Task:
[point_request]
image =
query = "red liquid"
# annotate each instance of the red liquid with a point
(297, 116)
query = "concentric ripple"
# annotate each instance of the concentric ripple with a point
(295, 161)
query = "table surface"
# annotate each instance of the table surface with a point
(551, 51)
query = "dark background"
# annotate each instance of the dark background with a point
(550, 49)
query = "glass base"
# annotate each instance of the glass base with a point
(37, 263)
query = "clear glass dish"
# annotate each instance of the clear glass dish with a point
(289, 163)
* * *
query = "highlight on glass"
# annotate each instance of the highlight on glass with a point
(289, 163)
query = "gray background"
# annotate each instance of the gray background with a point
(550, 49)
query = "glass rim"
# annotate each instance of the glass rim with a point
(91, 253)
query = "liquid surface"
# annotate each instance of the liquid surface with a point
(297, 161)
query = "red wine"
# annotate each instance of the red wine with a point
* * *
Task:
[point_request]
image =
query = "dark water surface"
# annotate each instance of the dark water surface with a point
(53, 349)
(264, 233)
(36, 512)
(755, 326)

The problem
How many of the lines above contain the word "glass"? Reply with the number alone.

Response for this exercise
8